Work task: Once you have read the listing, retype all of it exactly.

Source data:
==============================
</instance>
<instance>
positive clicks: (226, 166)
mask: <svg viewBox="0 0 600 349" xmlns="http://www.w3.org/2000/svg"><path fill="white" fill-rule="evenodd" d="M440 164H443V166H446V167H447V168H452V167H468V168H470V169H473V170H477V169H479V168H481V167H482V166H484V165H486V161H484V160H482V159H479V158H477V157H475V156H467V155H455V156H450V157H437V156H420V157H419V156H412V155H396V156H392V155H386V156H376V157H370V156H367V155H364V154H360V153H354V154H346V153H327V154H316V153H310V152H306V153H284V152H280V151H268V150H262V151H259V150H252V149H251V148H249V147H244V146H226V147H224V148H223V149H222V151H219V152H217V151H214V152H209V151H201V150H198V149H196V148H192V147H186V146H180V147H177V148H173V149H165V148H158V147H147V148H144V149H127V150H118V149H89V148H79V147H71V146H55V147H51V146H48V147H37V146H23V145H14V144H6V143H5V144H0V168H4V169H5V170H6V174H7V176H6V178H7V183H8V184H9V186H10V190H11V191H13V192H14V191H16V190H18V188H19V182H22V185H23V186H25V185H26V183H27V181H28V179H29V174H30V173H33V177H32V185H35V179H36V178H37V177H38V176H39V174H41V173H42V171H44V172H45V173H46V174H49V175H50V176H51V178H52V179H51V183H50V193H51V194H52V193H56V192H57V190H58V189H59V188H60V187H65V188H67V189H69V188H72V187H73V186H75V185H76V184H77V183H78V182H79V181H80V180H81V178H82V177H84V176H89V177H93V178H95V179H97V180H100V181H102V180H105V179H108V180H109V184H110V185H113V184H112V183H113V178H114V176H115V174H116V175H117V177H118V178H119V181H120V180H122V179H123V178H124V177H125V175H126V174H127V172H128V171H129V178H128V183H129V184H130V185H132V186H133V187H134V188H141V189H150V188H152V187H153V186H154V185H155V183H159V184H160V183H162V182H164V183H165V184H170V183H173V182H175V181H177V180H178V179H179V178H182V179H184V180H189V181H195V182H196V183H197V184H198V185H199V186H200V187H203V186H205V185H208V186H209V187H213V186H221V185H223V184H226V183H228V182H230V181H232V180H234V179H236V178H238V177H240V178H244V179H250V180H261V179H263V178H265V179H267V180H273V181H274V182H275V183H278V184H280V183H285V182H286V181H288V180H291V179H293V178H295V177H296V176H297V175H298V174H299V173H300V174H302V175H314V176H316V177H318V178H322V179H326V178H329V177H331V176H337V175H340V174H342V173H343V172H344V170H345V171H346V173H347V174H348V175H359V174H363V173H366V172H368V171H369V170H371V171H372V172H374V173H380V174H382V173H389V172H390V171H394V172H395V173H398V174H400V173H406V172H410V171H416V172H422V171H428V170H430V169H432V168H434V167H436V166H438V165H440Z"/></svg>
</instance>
==============================
The completed task:
</instance>
<instance>
positive clicks: (226, 166)
mask: <svg viewBox="0 0 600 349" xmlns="http://www.w3.org/2000/svg"><path fill="white" fill-rule="evenodd" d="M440 164H443V166H446V167H447V168H452V167H468V168H470V169H473V170H477V169H479V168H481V167H482V166H484V165H486V161H484V160H482V159H479V158H477V157H475V156H467V155H455V156H450V157H437V156H420V157H419V156H412V155H396V156H392V155H386V156H376V157H370V156H367V155H364V154H360V153H354V154H346V153H327V154H316V153H310V152H306V153H284V152H280V151H268V150H262V151H259V150H252V149H251V148H249V147H244V146H226V147H224V148H223V149H222V151H219V152H217V151H214V152H209V151H201V150H198V149H196V148H192V147H186V146H180V147H177V148H173V149H165V148H158V147H147V148H144V149H127V150H118V149H89V148H79V147H71V146H55V147H51V146H48V147H37V146H23V145H14V144H6V143H5V144H0V168H4V169H5V170H6V174H7V176H6V178H7V183H8V184H9V186H10V190H11V191H13V192H14V191H16V190H18V188H19V182H22V185H23V186H25V185H26V183H27V181H28V179H29V174H30V173H33V177H32V185H35V179H36V178H37V177H38V176H39V174H41V173H42V171H44V172H45V173H46V174H49V175H50V176H51V178H52V179H51V183H50V193H51V194H52V193H56V192H57V190H58V189H59V188H60V187H65V188H67V189H69V188H72V187H73V186H75V185H76V184H77V183H78V182H79V181H80V180H81V178H82V177H84V176H89V177H93V178H95V179H97V180H100V181H102V180H105V179H108V180H109V184H110V185H113V184H112V183H113V178H114V176H115V174H116V175H117V177H118V178H119V181H120V180H122V179H123V178H124V177H125V175H126V174H127V172H128V171H129V178H128V183H129V184H130V185H132V186H133V187H134V188H141V189H150V188H152V187H153V186H154V185H155V183H159V184H160V183H162V182H164V183H165V184H170V183H173V182H175V181H177V180H178V179H179V178H182V179H184V180H189V181H195V182H196V183H197V184H198V185H199V186H200V187H203V186H205V185H208V186H209V187H213V186H221V185H223V184H226V183H228V182H230V181H232V180H234V179H236V178H238V177H240V178H244V179H250V180H261V179H263V178H265V179H267V180H273V181H274V182H275V183H278V184H280V183H285V182H286V181H288V180H291V179H293V178H295V177H296V176H297V175H298V174H299V173H300V174H302V175H314V176H316V177H318V178H322V179H326V178H329V177H331V176H337V175H340V174H342V173H343V172H344V170H345V171H346V173H347V174H348V175H359V174H363V173H366V172H368V171H369V170H371V171H372V172H374V173H380V174H382V173H389V172H390V171H394V172H395V173H398V174H400V173H406V172H410V171H416V172H422V171H428V170H430V169H432V168H434V167H436V166H438V165H440Z"/></svg>
</instance>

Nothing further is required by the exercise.